*GIVEN PROBLEM*.
Express the lines of the listing that follows as a JSON list of strings, one string per line and with blank lines omitted. Begin at the line containing "Pick out each instance of the house" and stop after the line containing "<point>50,49</point>", including both of those lines.

**** DATA FOR THE TASK

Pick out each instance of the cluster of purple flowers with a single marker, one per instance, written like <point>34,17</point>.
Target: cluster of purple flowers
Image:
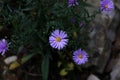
<point>106,6</point>
<point>72,3</point>
<point>58,39</point>
<point>4,45</point>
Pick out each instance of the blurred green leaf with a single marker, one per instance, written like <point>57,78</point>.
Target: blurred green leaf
<point>45,67</point>
<point>26,58</point>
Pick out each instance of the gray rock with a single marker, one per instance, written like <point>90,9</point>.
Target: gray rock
<point>93,77</point>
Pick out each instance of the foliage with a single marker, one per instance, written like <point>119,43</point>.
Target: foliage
<point>32,21</point>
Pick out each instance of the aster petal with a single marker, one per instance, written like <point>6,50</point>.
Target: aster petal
<point>58,44</point>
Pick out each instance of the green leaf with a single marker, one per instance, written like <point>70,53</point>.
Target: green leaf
<point>26,58</point>
<point>45,67</point>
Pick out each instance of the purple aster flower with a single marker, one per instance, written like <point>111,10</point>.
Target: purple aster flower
<point>3,46</point>
<point>58,39</point>
<point>72,3</point>
<point>80,57</point>
<point>107,5</point>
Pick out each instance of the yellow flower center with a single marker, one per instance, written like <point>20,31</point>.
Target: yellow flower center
<point>58,39</point>
<point>106,6</point>
<point>80,56</point>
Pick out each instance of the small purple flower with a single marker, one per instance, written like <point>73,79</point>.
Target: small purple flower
<point>72,3</point>
<point>4,45</point>
<point>73,20</point>
<point>58,39</point>
<point>107,5</point>
<point>80,57</point>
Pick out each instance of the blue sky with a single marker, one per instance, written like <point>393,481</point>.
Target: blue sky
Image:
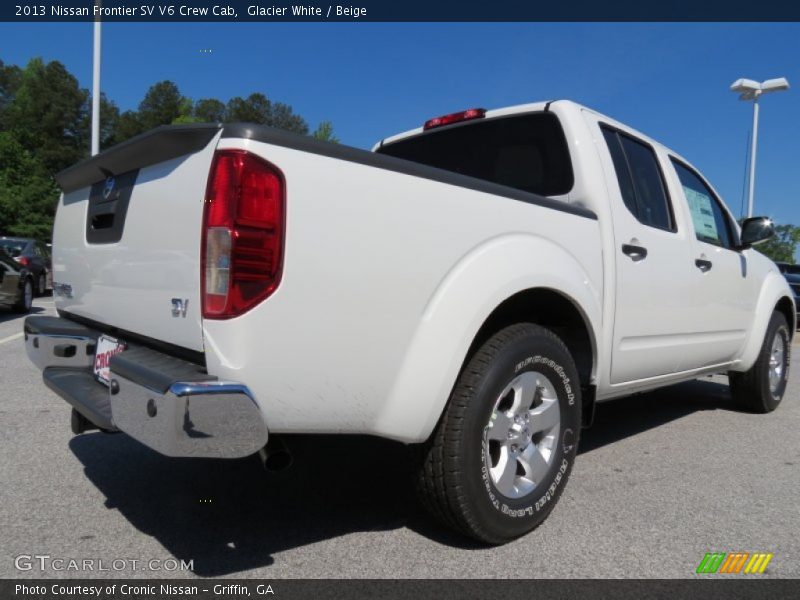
<point>371,79</point>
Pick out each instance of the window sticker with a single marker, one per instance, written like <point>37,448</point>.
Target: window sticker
<point>702,214</point>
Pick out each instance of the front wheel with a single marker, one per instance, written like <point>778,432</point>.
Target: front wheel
<point>761,389</point>
<point>502,453</point>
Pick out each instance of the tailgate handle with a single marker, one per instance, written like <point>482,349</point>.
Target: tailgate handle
<point>104,221</point>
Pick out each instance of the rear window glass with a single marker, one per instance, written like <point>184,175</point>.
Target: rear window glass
<point>526,152</point>
<point>13,247</point>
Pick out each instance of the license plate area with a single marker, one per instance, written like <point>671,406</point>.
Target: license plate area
<point>107,347</point>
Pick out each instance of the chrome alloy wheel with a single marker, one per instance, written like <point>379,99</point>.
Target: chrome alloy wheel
<point>777,365</point>
<point>522,433</point>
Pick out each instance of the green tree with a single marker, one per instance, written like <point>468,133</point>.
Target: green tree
<point>10,78</point>
<point>781,248</point>
<point>128,125</point>
<point>284,118</point>
<point>161,105</point>
<point>209,110</point>
<point>46,114</point>
<point>186,113</point>
<point>109,122</point>
<point>324,131</point>
<point>257,108</point>
<point>28,194</point>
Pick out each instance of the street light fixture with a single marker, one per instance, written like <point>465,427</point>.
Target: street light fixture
<point>752,90</point>
<point>96,84</point>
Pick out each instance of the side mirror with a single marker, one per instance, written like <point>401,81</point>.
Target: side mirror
<point>756,230</point>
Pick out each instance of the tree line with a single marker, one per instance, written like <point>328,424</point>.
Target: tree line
<point>45,126</point>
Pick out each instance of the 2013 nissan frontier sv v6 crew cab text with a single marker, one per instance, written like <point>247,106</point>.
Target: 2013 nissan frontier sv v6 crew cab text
<point>474,286</point>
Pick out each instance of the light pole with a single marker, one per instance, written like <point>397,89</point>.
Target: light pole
<point>96,86</point>
<point>752,90</point>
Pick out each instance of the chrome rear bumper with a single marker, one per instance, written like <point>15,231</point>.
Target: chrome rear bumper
<point>164,402</point>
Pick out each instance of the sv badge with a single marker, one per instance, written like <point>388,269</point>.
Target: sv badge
<point>179,307</point>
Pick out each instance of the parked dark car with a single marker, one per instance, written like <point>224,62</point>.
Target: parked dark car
<point>16,284</point>
<point>792,275</point>
<point>32,254</point>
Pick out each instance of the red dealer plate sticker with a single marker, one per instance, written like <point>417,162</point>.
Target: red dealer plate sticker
<point>106,348</point>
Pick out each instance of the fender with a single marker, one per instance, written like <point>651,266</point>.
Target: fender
<point>474,287</point>
<point>773,290</point>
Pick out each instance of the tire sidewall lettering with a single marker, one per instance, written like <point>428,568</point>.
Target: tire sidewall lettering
<point>538,501</point>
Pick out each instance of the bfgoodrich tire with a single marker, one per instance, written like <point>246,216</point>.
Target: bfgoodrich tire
<point>504,448</point>
<point>761,389</point>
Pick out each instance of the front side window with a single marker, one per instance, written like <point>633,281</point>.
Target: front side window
<point>710,222</point>
<point>640,179</point>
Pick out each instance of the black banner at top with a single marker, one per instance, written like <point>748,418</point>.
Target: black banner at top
<point>277,11</point>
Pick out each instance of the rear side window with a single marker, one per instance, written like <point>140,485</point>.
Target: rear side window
<point>640,179</point>
<point>711,224</point>
<point>526,152</point>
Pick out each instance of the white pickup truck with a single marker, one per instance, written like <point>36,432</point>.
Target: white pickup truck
<point>474,286</point>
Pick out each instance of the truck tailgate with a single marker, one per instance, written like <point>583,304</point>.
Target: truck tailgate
<point>127,236</point>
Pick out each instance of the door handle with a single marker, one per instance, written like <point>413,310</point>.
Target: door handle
<point>703,265</point>
<point>636,253</point>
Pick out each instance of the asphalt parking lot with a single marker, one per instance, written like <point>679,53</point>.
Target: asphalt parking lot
<point>661,479</point>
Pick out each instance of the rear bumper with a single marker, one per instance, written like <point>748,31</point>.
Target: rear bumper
<point>166,403</point>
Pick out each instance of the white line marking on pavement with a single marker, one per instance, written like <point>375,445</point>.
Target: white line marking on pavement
<point>11,338</point>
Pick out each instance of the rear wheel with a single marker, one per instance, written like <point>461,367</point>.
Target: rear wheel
<point>504,448</point>
<point>761,389</point>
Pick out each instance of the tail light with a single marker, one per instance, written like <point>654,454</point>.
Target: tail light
<point>243,231</point>
<point>464,115</point>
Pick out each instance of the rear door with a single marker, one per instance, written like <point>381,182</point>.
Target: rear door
<point>128,234</point>
<point>651,256</point>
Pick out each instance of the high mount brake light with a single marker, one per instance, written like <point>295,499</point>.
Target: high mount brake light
<point>464,115</point>
<point>243,234</point>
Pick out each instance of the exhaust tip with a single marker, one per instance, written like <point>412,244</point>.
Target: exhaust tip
<point>275,456</point>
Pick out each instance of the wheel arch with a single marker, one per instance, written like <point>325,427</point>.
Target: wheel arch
<point>494,286</point>
<point>775,295</point>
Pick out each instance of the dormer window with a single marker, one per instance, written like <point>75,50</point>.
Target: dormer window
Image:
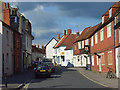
<point>102,19</point>
<point>110,12</point>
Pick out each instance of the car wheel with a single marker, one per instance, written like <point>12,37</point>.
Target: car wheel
<point>36,76</point>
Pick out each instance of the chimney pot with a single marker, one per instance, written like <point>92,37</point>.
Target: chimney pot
<point>4,5</point>
<point>38,45</point>
<point>64,32</point>
<point>58,36</point>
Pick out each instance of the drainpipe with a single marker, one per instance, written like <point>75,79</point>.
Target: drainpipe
<point>114,50</point>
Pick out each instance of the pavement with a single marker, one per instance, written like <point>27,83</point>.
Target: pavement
<point>99,78</point>
<point>18,80</point>
<point>21,79</point>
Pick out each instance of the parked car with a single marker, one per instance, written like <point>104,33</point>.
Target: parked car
<point>51,65</point>
<point>42,70</point>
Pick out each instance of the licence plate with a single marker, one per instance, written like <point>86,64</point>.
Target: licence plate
<point>42,70</point>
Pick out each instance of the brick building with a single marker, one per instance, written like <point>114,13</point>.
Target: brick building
<point>81,46</point>
<point>16,38</point>
<point>102,42</point>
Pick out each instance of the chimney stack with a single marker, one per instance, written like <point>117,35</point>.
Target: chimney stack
<point>68,31</point>
<point>77,33</point>
<point>7,5</point>
<point>64,32</point>
<point>38,45</point>
<point>58,36</point>
<point>4,5</point>
<point>6,14</point>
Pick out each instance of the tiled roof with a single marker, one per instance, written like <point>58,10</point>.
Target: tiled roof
<point>67,41</point>
<point>60,41</point>
<point>87,32</point>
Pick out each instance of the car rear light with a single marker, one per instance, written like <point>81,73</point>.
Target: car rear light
<point>35,70</point>
<point>49,70</point>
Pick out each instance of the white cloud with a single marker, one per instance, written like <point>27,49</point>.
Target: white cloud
<point>40,7</point>
<point>40,32</point>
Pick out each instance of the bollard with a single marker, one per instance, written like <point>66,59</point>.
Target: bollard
<point>6,80</point>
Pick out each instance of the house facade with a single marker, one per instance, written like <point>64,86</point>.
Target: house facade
<point>117,42</point>
<point>38,53</point>
<point>50,50</point>
<point>102,43</point>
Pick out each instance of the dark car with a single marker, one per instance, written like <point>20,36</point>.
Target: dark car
<point>51,65</point>
<point>42,71</point>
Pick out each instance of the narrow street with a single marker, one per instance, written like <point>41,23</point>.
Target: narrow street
<point>63,78</point>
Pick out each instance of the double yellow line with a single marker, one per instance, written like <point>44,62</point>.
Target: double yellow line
<point>93,80</point>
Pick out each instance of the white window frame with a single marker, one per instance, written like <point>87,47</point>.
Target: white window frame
<point>102,34</point>
<point>97,60</point>
<point>92,60</point>
<point>75,47</point>
<point>92,41</point>
<point>104,57</point>
<point>109,52</point>
<point>109,30</point>
<point>119,35</point>
<point>110,12</point>
<point>79,44</point>
<point>82,44</point>
<point>96,38</point>
<point>86,42</point>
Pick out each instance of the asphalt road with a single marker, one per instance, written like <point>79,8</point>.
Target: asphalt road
<point>64,78</point>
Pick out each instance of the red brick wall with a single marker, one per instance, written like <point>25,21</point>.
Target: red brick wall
<point>104,46</point>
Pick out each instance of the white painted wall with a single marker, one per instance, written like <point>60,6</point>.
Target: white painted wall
<point>0,52</point>
<point>7,48</point>
<point>117,50</point>
<point>50,49</point>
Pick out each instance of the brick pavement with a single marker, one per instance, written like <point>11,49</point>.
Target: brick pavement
<point>99,77</point>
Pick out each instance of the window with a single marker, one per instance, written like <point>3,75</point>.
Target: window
<point>92,60</point>
<point>7,60</point>
<point>109,30</point>
<point>110,12</point>
<point>82,44</point>
<point>17,42</point>
<point>96,39</point>
<point>110,58</point>
<point>75,47</point>
<point>102,19</point>
<point>86,42</point>
<point>119,35</point>
<point>97,60</point>
<point>17,61</point>
<point>102,59</point>
<point>63,58</point>
<point>78,59</point>
<point>79,45</point>
<point>92,41</point>
<point>101,35</point>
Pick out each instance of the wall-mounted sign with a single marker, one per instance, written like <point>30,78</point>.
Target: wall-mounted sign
<point>62,53</point>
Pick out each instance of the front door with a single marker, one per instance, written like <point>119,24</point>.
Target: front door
<point>99,64</point>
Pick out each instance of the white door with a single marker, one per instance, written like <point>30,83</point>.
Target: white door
<point>119,62</point>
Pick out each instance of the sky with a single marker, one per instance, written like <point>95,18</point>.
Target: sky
<point>49,19</point>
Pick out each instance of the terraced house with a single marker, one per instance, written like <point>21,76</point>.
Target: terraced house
<point>103,42</point>
<point>81,51</point>
<point>64,48</point>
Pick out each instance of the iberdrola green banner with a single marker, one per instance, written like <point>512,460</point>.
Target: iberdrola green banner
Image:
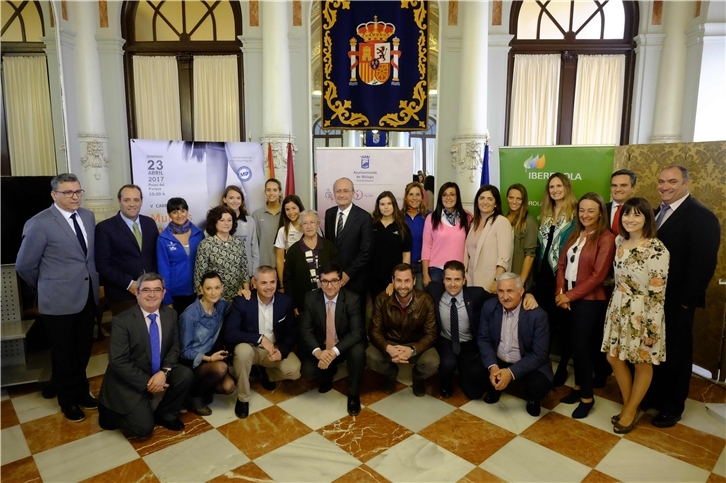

********

*THE RESPONSE*.
[
  "Pick out each instance of the house facade with a single marker, one per instance, written like <point>64,86</point>.",
  "Target: house facade",
  "<point>117,42</point>",
  "<point>38,53</point>",
  "<point>50,50</point>",
  "<point>102,43</point>",
  "Pick out each instance of the dark car with a single marker, one per instance, written like <point>20,36</point>.",
  "Target: dark car",
  "<point>51,65</point>",
  "<point>42,71</point>",
  "Pick out each instance of the narrow street with a single marker, one per instance, written like <point>41,23</point>.",
  "Target: narrow street",
  "<point>63,78</point>",
  "Pick out each instance of the double yellow line with a single marker, one per instance, written like <point>44,62</point>.",
  "Target: double yellow line",
  "<point>93,80</point>",
  "Pick out each instance of the white window frame with a single marker, one per instance, written like <point>87,47</point>.",
  "Target: white window frame",
  "<point>102,34</point>",
  "<point>97,60</point>",
  "<point>92,60</point>",
  "<point>75,47</point>",
  "<point>92,41</point>",
  "<point>104,57</point>",
  "<point>109,52</point>",
  "<point>109,30</point>",
  "<point>119,35</point>",
  "<point>110,12</point>",
  "<point>79,44</point>",
  "<point>82,44</point>",
  "<point>96,38</point>",
  "<point>86,42</point>",
  "Pick out each instance of the asphalt road with a single marker, one per instance, written like <point>79,8</point>.",
  "Target: asphalt road",
  "<point>64,78</point>",
  "Pick out each instance of the red brick wall with a single marker, one per instance, written like <point>25,21</point>.",
  "Target: red brick wall",
  "<point>104,46</point>",
  "Pick out each instance of the white painted wall with a single marker, one per instance, written like <point>60,6</point>.",
  "Target: white painted wall",
  "<point>0,52</point>",
  "<point>7,48</point>",
  "<point>117,50</point>",
  "<point>50,49</point>"
]